Lithuanian politician (1879–1955)

Jonas Pranas Aleksa (5 December 1879 – 22 April 1955) was a Lithuanian politician, agronomist, sociologist, and economist. He was the Minister of Agriculture in the cabinets of four Prime Ministers: Kazys Grinius, Ernestas Galvanauskas, Augustinas Voldemaras, and Juozas Tūbelis.

==Biography==
Jonas Pranas Aleksa was born in Kumetiškės on 24 December 1879. Aleksa served as Minister of Agriculture under six cabinets during the years 1920–1923 and 1926–1934. Aleksa also twice served as Deputy Prime Minister. Aleksa initiated the founding of the Chamber of Agriculture in 1926. Beyond his work in government, Aleksa edited an agricultural journal, sat on the Board of the Cooperative Bank, and taught agricultural economics at the University of Lithuania and then at Vytauto Didžiojo University.

In 1942, Aleksa protested against the colonization of Lithuania and the killing of Lithuanian citizens, presenting a memorandum to the German Commissioner-General in Kaunas. From 1942 to 1944, Aleksa lived under gestapo supervision. In 1948, Aleksa was deported by the Soviets to Siberia, where he died on 22 April 1955. In 1990, his remains were repatriated to Lithuania where they were buried in Palanga.

- [RECORDS SHOWN]

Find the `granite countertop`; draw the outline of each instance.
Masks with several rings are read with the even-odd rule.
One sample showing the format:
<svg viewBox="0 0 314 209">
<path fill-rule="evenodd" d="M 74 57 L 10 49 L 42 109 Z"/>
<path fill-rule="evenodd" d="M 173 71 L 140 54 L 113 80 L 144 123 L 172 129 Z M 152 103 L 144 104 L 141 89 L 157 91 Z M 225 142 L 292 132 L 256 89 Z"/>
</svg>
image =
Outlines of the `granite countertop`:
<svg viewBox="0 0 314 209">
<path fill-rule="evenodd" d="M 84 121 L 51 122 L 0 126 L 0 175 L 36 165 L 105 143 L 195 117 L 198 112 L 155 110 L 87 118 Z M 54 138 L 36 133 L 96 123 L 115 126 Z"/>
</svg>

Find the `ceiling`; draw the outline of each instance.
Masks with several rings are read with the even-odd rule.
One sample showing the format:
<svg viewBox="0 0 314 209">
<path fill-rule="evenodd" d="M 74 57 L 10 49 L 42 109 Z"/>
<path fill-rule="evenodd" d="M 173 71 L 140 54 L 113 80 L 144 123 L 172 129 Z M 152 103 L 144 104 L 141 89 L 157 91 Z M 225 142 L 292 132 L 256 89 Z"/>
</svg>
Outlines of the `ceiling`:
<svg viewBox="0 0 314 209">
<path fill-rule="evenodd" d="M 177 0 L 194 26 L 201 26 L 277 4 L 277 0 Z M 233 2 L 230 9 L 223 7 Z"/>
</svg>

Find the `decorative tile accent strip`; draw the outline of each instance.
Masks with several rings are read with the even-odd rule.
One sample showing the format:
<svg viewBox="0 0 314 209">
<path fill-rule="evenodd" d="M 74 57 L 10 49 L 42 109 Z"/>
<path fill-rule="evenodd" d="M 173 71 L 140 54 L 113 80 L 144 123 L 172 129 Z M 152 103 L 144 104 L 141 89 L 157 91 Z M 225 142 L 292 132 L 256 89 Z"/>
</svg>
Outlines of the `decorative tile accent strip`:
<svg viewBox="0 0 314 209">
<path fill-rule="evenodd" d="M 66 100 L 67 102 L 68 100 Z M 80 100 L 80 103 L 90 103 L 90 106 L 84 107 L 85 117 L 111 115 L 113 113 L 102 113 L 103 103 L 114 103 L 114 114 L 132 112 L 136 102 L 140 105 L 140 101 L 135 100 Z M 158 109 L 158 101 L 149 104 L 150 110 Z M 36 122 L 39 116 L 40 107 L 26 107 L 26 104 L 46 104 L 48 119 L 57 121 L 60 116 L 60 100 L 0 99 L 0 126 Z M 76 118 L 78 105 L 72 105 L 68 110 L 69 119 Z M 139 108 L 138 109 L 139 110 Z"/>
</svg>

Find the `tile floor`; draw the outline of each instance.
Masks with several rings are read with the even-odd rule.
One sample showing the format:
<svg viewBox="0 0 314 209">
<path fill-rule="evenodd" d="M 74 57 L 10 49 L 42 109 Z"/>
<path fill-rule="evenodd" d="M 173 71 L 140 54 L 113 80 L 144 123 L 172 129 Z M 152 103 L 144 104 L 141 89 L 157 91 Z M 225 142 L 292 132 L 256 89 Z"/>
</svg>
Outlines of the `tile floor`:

- [TASK PROMPT] Continue the biography of the Lithuanian politician Jonas Pranas Aleksa, picking up right after its last sentence.

- [WRITTEN REPLY]
In 2022, a plaque dedicated to Aleksa's memory and contributions to Lithuanian agriculture, science, and politics was unveiled by the Agricultural Minister Kęstutis Navickas in Kaunas, outside the house on Kęstutis Street that he lived in from 1927 to 1935.

==Personal life==
Aleksa's relatives included other prominent public figures. Julius Aleksa (1855–1891) was a Lithuanian folk song collector, botanical dictionary creator, and newspaper writer. Konradas Juozas Aleksa (1881–1956) was one of the founders of the Lithuanian Veterinary Doctors' Union and was persecuted by the Soviet occupation. Konstantinas Aleksa (1863–1935) was a teacher who helped to establish Lithuanian schools in the Suwałki Region. The Aleksa family's historic home is located at: Šilvėnai, 71486 Šakiai District Municipality, Lithuania.